Saved entries
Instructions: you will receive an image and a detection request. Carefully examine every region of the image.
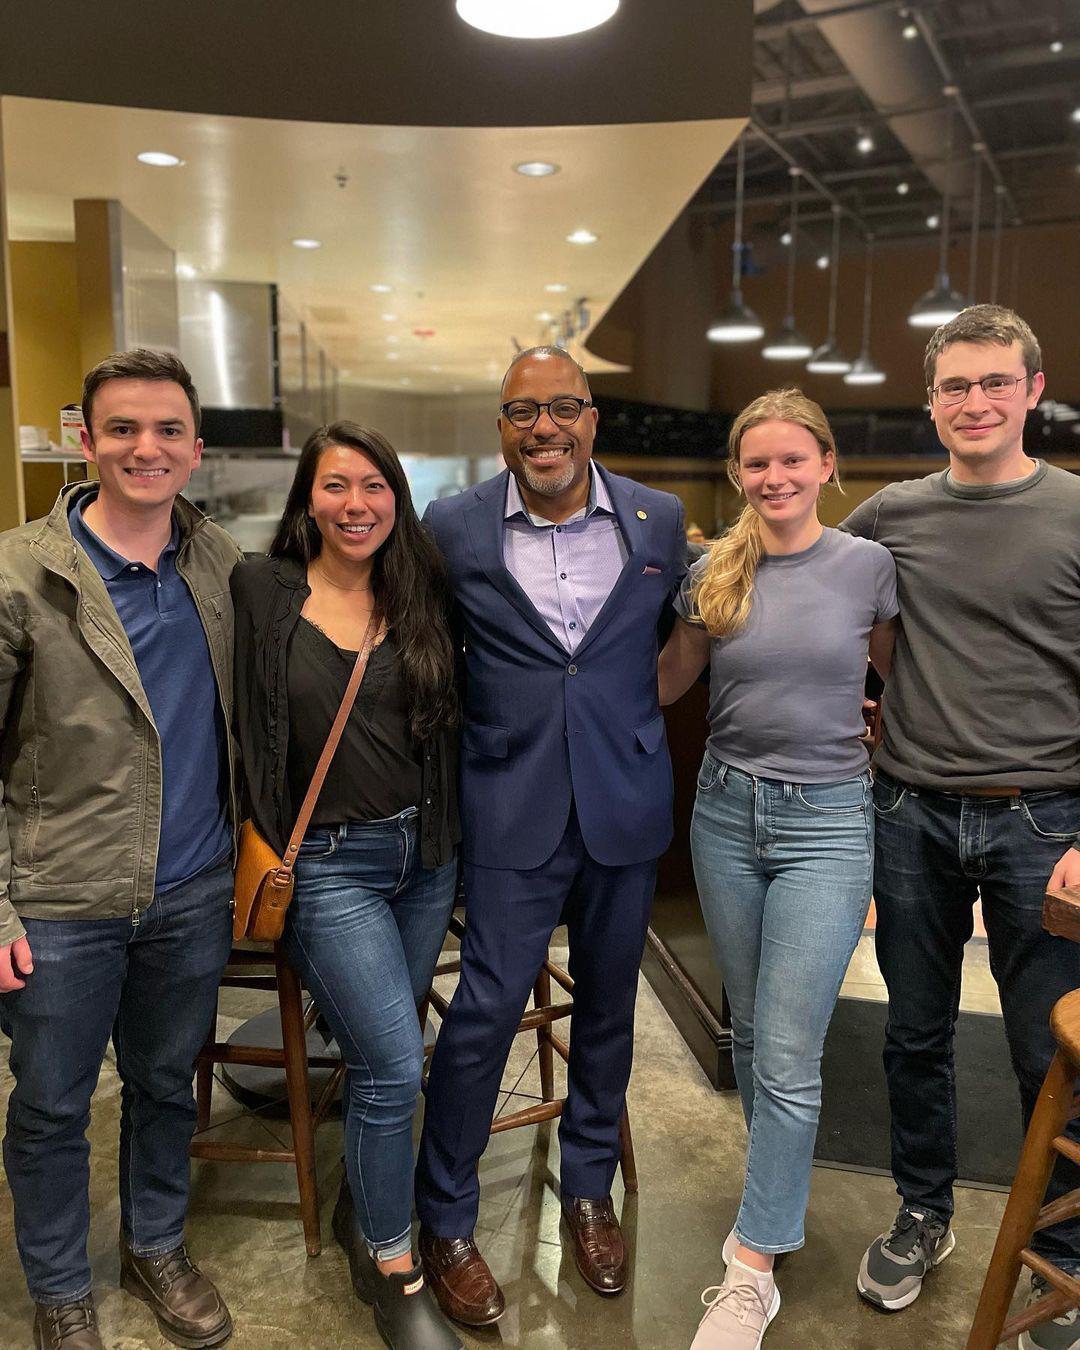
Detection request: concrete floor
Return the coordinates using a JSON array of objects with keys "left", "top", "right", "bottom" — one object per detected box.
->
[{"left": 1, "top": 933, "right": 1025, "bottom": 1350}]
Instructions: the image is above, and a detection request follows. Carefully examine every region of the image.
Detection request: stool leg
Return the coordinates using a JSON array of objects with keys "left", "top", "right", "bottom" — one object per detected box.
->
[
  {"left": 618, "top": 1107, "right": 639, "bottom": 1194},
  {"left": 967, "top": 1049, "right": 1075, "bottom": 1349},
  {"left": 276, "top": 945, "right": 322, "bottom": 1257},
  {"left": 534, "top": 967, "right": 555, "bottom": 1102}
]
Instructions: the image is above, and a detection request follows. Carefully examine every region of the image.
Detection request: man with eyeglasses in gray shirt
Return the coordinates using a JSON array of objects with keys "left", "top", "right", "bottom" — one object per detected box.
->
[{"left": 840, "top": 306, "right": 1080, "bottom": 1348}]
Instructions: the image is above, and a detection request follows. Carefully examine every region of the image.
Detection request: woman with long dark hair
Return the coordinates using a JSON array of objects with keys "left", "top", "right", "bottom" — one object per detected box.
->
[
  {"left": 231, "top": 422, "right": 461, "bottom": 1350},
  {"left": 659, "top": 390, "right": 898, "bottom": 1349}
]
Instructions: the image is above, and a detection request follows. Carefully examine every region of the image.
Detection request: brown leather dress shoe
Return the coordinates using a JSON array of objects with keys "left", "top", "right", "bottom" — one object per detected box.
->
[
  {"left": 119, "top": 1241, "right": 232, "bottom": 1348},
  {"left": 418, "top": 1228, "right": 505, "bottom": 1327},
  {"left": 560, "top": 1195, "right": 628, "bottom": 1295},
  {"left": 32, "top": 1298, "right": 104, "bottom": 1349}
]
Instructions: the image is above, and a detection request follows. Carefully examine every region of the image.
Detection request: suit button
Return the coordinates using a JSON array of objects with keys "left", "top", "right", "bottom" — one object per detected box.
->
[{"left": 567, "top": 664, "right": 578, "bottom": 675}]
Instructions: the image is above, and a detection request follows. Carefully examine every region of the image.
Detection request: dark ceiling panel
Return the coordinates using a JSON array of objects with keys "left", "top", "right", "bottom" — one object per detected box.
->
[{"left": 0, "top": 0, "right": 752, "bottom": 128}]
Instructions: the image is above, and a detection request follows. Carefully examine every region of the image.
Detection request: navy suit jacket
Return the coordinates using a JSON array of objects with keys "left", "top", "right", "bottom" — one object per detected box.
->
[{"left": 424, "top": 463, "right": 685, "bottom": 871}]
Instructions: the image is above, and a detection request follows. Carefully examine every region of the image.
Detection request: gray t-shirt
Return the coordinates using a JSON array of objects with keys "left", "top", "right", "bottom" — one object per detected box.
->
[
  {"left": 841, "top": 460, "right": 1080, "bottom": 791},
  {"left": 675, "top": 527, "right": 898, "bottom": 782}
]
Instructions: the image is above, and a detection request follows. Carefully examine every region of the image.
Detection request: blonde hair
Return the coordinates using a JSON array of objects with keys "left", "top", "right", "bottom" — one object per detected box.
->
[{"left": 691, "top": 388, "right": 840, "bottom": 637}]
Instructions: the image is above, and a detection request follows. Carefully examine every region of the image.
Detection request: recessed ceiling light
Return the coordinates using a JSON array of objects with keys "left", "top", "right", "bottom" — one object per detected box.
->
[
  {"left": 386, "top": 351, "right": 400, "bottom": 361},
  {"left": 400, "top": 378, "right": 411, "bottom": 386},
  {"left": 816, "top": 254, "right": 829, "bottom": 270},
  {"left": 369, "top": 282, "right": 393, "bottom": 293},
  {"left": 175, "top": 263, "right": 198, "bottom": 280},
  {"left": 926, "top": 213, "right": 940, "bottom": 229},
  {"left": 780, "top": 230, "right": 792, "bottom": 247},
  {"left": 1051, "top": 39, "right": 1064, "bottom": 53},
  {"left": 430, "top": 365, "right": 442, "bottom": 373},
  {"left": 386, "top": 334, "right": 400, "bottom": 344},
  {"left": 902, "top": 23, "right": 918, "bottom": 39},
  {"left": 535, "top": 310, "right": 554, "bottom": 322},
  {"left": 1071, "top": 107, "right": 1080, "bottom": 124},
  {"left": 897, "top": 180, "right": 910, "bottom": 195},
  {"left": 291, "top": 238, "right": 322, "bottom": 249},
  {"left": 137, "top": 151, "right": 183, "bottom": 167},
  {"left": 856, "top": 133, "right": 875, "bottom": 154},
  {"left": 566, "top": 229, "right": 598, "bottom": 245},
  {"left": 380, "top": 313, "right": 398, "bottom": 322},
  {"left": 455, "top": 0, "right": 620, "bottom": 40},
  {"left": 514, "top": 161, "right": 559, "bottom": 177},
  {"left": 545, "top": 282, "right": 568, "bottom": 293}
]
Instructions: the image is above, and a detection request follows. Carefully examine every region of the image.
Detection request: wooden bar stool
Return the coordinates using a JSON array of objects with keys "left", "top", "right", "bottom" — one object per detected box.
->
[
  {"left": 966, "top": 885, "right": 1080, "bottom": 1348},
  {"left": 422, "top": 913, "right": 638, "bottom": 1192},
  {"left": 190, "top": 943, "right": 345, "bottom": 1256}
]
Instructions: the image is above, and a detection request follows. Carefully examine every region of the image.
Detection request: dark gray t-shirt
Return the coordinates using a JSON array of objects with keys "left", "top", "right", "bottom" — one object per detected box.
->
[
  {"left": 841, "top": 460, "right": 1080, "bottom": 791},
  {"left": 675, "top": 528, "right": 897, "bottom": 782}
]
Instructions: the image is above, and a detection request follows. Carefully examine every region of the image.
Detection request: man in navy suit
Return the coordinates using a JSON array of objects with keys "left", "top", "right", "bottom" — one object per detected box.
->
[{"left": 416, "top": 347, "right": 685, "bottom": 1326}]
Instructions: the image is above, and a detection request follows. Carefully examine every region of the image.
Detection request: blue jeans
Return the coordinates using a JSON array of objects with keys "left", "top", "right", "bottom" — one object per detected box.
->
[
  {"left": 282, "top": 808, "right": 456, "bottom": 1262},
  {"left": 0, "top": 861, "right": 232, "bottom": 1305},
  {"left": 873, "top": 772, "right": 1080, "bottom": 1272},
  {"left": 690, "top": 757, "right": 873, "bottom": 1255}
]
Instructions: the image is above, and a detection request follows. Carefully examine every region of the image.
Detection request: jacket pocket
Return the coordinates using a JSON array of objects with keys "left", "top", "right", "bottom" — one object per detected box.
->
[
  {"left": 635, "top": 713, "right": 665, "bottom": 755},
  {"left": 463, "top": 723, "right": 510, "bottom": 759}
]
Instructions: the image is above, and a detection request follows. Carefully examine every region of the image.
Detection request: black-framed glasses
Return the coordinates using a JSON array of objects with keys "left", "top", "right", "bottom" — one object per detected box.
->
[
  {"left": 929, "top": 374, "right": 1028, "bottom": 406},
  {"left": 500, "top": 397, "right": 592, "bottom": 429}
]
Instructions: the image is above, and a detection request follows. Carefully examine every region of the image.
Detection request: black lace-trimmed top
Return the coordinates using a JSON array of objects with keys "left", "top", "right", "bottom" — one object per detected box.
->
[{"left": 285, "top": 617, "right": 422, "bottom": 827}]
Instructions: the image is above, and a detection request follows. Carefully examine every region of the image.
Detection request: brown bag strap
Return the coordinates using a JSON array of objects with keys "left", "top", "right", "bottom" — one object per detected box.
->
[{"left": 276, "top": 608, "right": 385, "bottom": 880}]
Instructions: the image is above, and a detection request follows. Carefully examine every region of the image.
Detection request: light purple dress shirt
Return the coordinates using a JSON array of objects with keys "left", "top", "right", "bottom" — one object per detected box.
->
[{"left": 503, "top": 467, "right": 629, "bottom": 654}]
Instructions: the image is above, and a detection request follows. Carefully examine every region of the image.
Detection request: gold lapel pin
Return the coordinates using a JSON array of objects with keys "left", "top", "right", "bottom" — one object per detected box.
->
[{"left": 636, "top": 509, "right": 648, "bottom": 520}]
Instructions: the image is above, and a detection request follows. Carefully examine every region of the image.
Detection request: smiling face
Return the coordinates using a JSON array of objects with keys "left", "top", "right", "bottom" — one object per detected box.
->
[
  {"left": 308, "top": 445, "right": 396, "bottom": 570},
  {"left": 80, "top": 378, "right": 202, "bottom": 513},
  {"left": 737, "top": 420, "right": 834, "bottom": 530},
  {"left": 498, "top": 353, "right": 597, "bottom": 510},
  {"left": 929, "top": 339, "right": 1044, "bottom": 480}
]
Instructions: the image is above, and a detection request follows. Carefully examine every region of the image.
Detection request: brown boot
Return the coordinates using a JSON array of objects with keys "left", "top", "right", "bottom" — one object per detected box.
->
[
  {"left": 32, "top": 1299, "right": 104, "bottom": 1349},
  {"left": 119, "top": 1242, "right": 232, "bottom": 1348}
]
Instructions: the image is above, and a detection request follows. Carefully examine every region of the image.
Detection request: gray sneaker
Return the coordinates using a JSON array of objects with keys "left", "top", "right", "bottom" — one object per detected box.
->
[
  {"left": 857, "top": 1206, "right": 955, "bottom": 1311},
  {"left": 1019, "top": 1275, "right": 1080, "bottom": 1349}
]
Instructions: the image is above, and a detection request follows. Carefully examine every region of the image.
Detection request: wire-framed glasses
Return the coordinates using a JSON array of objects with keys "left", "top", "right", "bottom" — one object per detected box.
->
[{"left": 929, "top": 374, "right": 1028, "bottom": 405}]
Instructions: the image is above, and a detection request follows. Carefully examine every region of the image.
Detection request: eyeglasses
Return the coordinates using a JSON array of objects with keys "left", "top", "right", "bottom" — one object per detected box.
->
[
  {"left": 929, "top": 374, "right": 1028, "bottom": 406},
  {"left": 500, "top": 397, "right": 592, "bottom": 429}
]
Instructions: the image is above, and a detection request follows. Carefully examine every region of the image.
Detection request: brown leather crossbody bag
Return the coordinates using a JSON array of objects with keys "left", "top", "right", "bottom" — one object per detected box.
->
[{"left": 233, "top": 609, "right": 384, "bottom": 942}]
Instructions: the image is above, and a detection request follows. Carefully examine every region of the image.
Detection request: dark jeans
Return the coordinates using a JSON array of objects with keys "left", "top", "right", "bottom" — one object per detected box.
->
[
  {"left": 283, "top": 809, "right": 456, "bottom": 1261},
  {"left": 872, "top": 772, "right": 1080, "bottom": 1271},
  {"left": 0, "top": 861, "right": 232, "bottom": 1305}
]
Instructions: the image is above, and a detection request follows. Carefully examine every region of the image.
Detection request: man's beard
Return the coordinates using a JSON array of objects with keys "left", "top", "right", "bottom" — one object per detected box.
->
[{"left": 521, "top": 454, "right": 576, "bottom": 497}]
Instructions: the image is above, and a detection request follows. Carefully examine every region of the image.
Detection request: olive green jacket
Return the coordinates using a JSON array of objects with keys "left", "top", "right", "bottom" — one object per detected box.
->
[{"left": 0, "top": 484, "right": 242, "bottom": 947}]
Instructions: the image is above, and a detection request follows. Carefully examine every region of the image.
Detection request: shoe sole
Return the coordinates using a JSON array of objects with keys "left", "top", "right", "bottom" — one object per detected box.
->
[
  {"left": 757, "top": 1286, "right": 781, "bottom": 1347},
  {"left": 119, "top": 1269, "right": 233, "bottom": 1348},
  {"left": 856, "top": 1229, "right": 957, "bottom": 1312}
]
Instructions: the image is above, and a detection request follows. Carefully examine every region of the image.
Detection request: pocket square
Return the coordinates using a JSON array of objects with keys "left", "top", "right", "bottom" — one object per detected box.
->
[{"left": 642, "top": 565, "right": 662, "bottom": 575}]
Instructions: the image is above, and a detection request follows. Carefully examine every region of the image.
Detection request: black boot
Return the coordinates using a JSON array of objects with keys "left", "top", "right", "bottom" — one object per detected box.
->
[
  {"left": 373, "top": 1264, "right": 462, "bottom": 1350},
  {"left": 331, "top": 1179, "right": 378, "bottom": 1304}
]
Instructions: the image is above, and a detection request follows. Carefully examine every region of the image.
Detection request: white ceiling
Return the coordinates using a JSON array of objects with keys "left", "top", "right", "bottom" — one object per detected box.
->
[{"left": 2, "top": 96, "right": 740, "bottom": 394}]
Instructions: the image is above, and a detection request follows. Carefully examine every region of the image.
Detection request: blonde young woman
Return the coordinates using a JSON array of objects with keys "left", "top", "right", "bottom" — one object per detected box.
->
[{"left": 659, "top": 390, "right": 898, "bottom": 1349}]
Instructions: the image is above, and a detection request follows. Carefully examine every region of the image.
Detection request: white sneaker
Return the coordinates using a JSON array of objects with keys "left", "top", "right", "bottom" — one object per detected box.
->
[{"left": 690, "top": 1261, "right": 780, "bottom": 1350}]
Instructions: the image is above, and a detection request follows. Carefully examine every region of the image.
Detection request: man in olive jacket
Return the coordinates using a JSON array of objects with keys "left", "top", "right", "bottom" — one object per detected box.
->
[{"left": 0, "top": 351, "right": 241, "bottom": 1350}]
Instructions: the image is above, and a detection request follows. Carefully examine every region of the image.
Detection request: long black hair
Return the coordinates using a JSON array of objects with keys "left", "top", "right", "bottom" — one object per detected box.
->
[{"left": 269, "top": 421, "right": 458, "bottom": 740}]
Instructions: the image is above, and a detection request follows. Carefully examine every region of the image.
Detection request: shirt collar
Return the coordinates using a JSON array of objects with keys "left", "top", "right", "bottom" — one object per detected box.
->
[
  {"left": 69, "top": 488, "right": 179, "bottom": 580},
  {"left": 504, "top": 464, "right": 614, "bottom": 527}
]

## Your assignment:
Return every line in the records that includes the string "dress".

## Solution for this task:
Detection request: brown leather dress shoe
Detection request: light purple dress shirt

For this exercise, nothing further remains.